=== TEXT SHOWN ===

JOSH: Well, I’ve known for a while that I’ve needed help, but I didn’t have any money up until recently to do that, so that was kind of that. The problem that I’ve been encountering most acutely is the more and more people that use the app, the more and more support requests, and emails, and questions that I get, and that basically digs into my time every day that I could be using to develop and push the app forward. It’s gotten to the point sometimes where I just get through my emails and I’m already spent for the day.
 
ANDY: Right.
 
JOSH: Even though I’ve got more time, I don’t have more mental ability to really dig into something fresh and new and get it done. I’m not a great multi-tasker either. I’m actually horrible at it. Anyway, so now I’ve hired a guy to help me on the development side while I focus mostly on customer support, and kind of guide him and let him get acquainted.
 
ANDY: So why did you go that way rather than hiring someone to help with support, given that you have a lot of experience with development yourself?
 
JOSH: Well, I am in the process, now, of hiring someone to help with support so I can move back to the development side because I do think that is where I’d be best allocated, it’s just the problem right now is that a lot of the support requests I get are quite technical in nature, as far as how to resolve a situation, and I don't have a good admin panel set up where I could just send a $15 an hour person in and say ‘do this’ because they’d have to, like, log in to the server, and get on the database… you know? So, it’s definitely maybe some growing pains there just as far as trying to get things set up to where I can delegate on some of those things.
 
ANDY: I know you also mentioned that prioritizing those hires has been a challenge in that it can be difficult to give up some control, so did you have any concerns when you hired that first dev of being, like, ‘Man, this is my baby! They’re going to be coding on what I’ve spent so much time and effort on.’ Was that a difficult thing to get over?
 
JOSH: In some ways yes, I think, just because… I don’t know. Everybody’s got their own opinions on how thing should be solved, and how things should work, and if you don't give your employees some latitude to use their own brain and solve the problems in the way that they would want, then they’re not going to have as much ownership and be as engaged, so I think you do need to step back a little bit. I've done that a little bit with the current hire. He’s made some decisions with the code that I probably wouldn't have, but I’ve kind of just said, ‘Hey, write some tests. If it works, I don’t care,’ and so it’s not that bad. I think what I would have a bigger problem with is if I’d given creative control to someone else and that’s probably – hopefully – not going to happen. I think what I would like… The hard part that I’ve come to in growing this business – and I've never done this before so this might sound very pedestrian to some people – but I thought ahead of time that I could just be the developer and whenever I needed help with marketing, or whenever I needed help with something else, I could just hire someone who’s an expert in that area, and then they can just do it. The truth of the matter is you’ve really got to become an expert in whatever area you’re going to hire for so you can effectively hire for it, and then kind of coach them into it. It’s much harder to hire someone and just say, ‘I don’t know anything about this. I want you to handle it.’ Well, they might not know, you know?

===

STATED TASK
Continue the interview above about hiring help for a growing app, starting right after its final sentence.

=== RECORDED INFORMATION ===

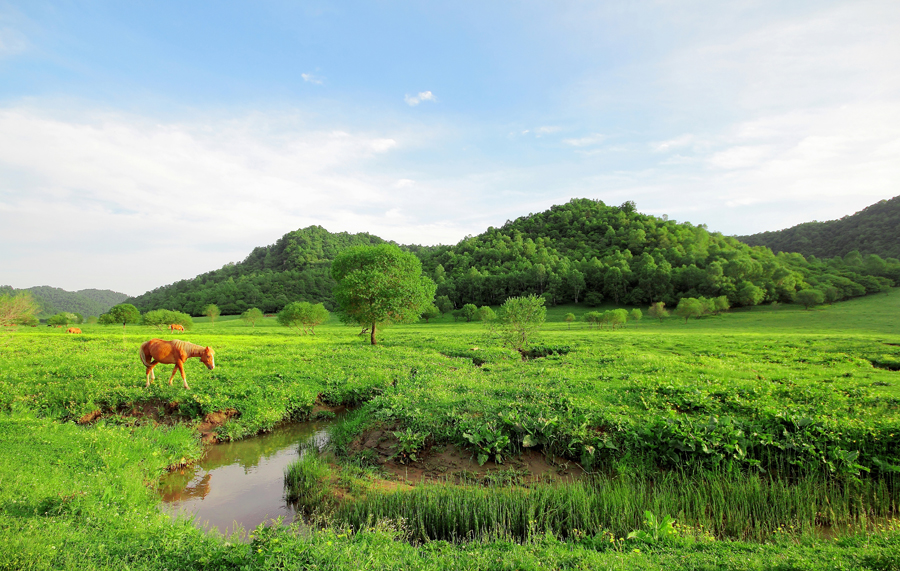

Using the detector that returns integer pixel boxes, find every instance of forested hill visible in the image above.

===

WRITTEN RESPONSE
 
ANDY: You don't have a way to judge if they actually know what they’re doing.
 
JOSH: Exactly. You don’t know how to guide them, you don’t know how to gauge their progress, or anything like that, so I think my path going forward is to become as much of an expert in these different areas as I can so that then I can hire for them and be able to kind of keep an eye on their progress, and then once I have that settled in I’d like to move… Ideally my role in the future would be prototyping new products and new features, and I would have a team of people handling maintaining older stuff, or doing, you know, odd testing and all that other stuff. That's where I’d be happiest at. I like building new stuff.
 
ANDY: What you just said, I think can’t be emphasized enough. First, it’s understanding what you are happy doing, but second, understanding that especially at an early-stage startup you’re going to have to be doing a lot of other things in the early days when you’re grinding it out, before you have enough money to really start hiring for those positions. Btu that’s not necessarily a bad thing because, like you said, if I’m a non-technical founder (which I am – I can’t code. I’ve hired developers before and I can communicate with them in a way that I don’t sound like a complete idiot – they still probably think I am! But that being said…) if you aren’t technical, it is really hard to hire a developer because you don’t have a way of judging the code. You don't know if they’re putting in way too much technical… You don’t even know where they’re cutting corners. You just have to trust them. The same goes on the other side. If you’re a developer hiring a marketer, you don’t really know how to analyze if they know what they’re talking about or not. Those first few hires in a startup are absolutely critical to the long-term success of the business, and so I think you were right on the money by saying you need to get a good sense of how each part works, how to do it, so that when you start to hire you have a sense of if the person you’re talking to basically is full of shit or not; if they actually know what they are doing. Otherwise you’re just gambling. You’re just taking a risk and hoping it plays out, and sometimes it does, but a lot of times it absolutely doesn’t.
 
JOSH: Exactly, and I would add on top of that also that it’s hard to make higher-level strategic decisions if you don’t have it all in your head. And so, you don’t want to end up in a situation where you’ve got this wall in your mind between what you're working on and, maybe, the marketing side and what they’re working on. You kind of need to have that all in your head at once so that you can synthesize that well.
 
ANDY: Right, you can't just compartmentalize it and say, ‘This guy’s taking care of this – that means I can only think about these things,’ when everything is so inter-related.
            
JOSH: Exactly.
            
ANDY: And so, you had said that you’re getting ready to hopefully hire someone in support pretty soon. Once that happens, do you think you’ll then have a bit more bandwidth? And once they’re obviously up to speed, do you think you’ll have a bit more bandwidth to get that blog more regular and start releasing some of those videos you mentioned?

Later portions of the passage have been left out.